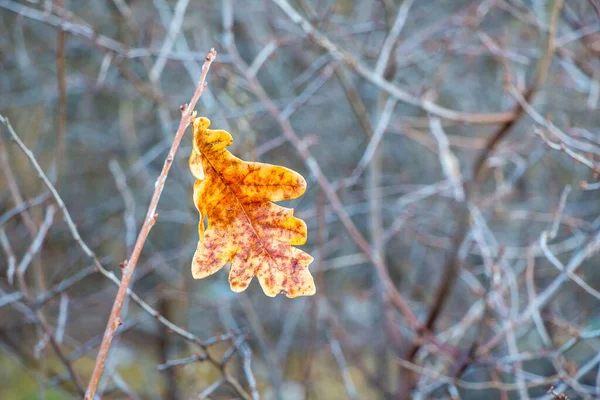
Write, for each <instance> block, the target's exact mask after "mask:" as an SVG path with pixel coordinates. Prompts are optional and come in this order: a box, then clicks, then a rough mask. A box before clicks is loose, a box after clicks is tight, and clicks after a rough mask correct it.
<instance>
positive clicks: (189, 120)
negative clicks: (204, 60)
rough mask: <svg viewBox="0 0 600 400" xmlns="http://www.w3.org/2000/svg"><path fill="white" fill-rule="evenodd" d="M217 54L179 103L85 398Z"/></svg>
mask: <svg viewBox="0 0 600 400" xmlns="http://www.w3.org/2000/svg"><path fill="white" fill-rule="evenodd" d="M216 56H217V52H216V51H215V49H211V50H210V51H209V52H208V55H207V56H206V60H205V61H204V65H202V74H201V76H200V80H199V81H198V85H197V86H196V91H195V92H194V95H193V96H192V99H191V101H190V103H189V104H186V105H183V106H182V107H181V120H180V122H179V127H178V128H177V133H176V134H175V138H174V139H173V144H172V145H171V149H170V150H169V154H168V155H167V158H166V159H165V163H164V165H163V168H162V171H161V173H160V175H159V176H158V178H157V179H156V184H155V189H154V193H153V194H152V199H151V200H150V205H149V206H148V211H147V213H146V218H145V219H144V223H143V225H142V227H141V229H140V233H139V234H138V237H137V240H136V242H135V246H134V247H133V251H132V253H131V257H129V260H128V261H127V265H126V266H125V268H123V277H122V278H121V284H120V285H119V290H118V292H117V296H116V297H115V301H114V303H113V307H112V309H111V311H110V316H109V318H108V323H107V324H106V330H105V331H104V336H103V337H102V343H101V344H100V349H99V351H98V356H97V357H96V365H95V366H94V372H93V373H92V377H91V378H90V382H89V385H88V388H87V391H86V393H85V397H84V399H85V400H92V399H93V398H94V395H95V393H96V389H97V387H98V383H99V382H100V378H101V376H102V371H103V370H104V363H105V362H106V357H107V356H108V351H109V349H110V343H111V342H112V339H113V336H114V334H115V331H116V330H117V328H118V327H119V325H121V320H120V318H119V314H120V313H121V308H122V307H123V301H124V300H125V296H126V294H127V288H128V287H129V284H130V282H131V278H132V277H133V272H134V270H135V267H136V265H137V262H138V259H139V257H140V253H141V252H142V249H143V248H144V244H145V243H146V239H147V238H148V234H149V233H150V229H152V226H154V223H155V222H156V219H157V217H158V214H156V208H157V206H158V201H159V200H160V196H161V194H162V191H163V188H164V186H165V181H166V179H167V175H168V174H169V170H170V169H171V164H172V163H173V160H174V159H175V153H176V152H177V149H178V148H179V143H180V142H181V139H182V138H183V134H184V133H185V130H186V128H187V127H188V125H189V124H190V122H191V121H192V117H193V115H194V111H193V110H194V108H195V107H196V103H197V102H198V99H200V96H202V93H204V89H205V88H206V85H207V84H206V82H205V80H206V75H207V74H208V70H209V69H210V66H211V64H212V62H213V61H214V60H215V58H216Z"/></svg>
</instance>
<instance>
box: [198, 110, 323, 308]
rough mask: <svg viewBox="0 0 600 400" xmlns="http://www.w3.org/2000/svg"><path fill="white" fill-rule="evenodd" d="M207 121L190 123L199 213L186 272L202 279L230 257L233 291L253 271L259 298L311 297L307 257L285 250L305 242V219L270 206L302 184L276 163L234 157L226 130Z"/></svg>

_What you are asked to do:_ Rewrite the listing with every "rough mask" renamed to "coarse mask" and nothing else altered. Leave out the pictures.

_The answer:_
Write, for each <instance> block, the target's exact mask after "mask:" as an SVG path with pixel coordinates. Prompts are optional and come in this order: a box, then clicks, then a coarse mask. A box before clicks is loose, a box after clicks is tight, and clicks after a coarse mask correct it.
<instance>
positive clicks: (189, 120)
negative clicks: (204, 60)
coarse mask: <svg viewBox="0 0 600 400" xmlns="http://www.w3.org/2000/svg"><path fill="white" fill-rule="evenodd" d="M217 54L179 103L85 398Z"/></svg>
mask: <svg viewBox="0 0 600 400" xmlns="http://www.w3.org/2000/svg"><path fill="white" fill-rule="evenodd" d="M216 56H217V52H216V51H215V49H211V50H210V51H209V52H208V55H207V56H206V60H205V61H204V65H202V74H201V76H200V80H199V81H198V85H197V86H196V91H195V92H194V95H193V96H192V99H191V101H190V103H189V104H186V105H183V106H182V107H181V120H180V122H179V127H178V128H177V133H176V134H175V138H174V139H173V144H172V145H171V149H170V150H169V154H168V155H167V158H166V159H165V163H164V165H163V168H162V171H161V173H160V175H159V176H158V178H157V179H156V184H155V189H154V193H153V194H152V199H151V200H150V205H149V206H148V211H147V213H146V218H145V219H144V223H143V225H142V227H141V229H140V233H139V234H138V237H137V240H136V242H135V246H134V247H133V251H132V253H131V257H129V260H128V261H127V265H126V266H125V268H123V277H122V278H121V284H120V285H119V290H118V292H117V296H116V297H115V301H114V303H113V307H112V309H111V311H110V316H109V318H108V323H107V324H106V330H105V331H104V336H103V337H102V343H101V344H100V349H99V351H98V356H97V357H96V365H95V366H94V372H93V373H92V377H91V378H90V382H89V385H88V388H87V391H86V393H85V397H84V399H85V400H92V399H93V398H94V395H95V393H96V389H97V387H98V383H99V382H100V378H101V376H102V371H103V370H104V363H105V362H106V357H107V356H108V351H109V349H110V343H111V342H112V339H113V336H114V334H115V331H116V330H117V328H118V327H119V325H121V320H120V318H119V314H120V313H121V308H122V307H123V301H124V300H125V296H126V294H127V288H128V287H129V284H130V282H131V278H132V277H133V272H134V270H135V267H136V265H137V262H138V259H139V257H140V253H141V252H142V249H143V248H144V244H145V243H146V239H147V238H148V234H149V233H150V229H152V226H154V223H155V222H156V219H157V217H158V214H156V208H157V206H158V201H159V200H160V196H161V194H162V191H163V188H164V186H165V181H166V179H167V175H168V174H169V170H170V169H171V164H172V163H173V160H174V159H175V153H176V152H177V149H178V148H179V143H180V142H181V139H182V138H183V134H184V133H185V130H186V128H187V127H188V125H189V124H190V122H191V121H192V117H193V115H194V111H193V110H194V108H195V107H196V103H197V102H198V99H200V96H202V93H204V89H205V88H206V85H207V84H206V82H205V80H206V75H207V74H208V70H209V69H210V66H211V64H212V62H213V61H214V60H215V58H216Z"/></svg>
</instance>
<instance>
box: [198, 110, 323, 308]
coarse mask: <svg viewBox="0 0 600 400" xmlns="http://www.w3.org/2000/svg"><path fill="white" fill-rule="evenodd" d="M207 121L190 123L199 213L186 272L202 279L230 257L233 291L253 271L259 298L311 297L307 257L285 250L305 242V219L270 206L302 184L276 163L234 157L226 130Z"/></svg>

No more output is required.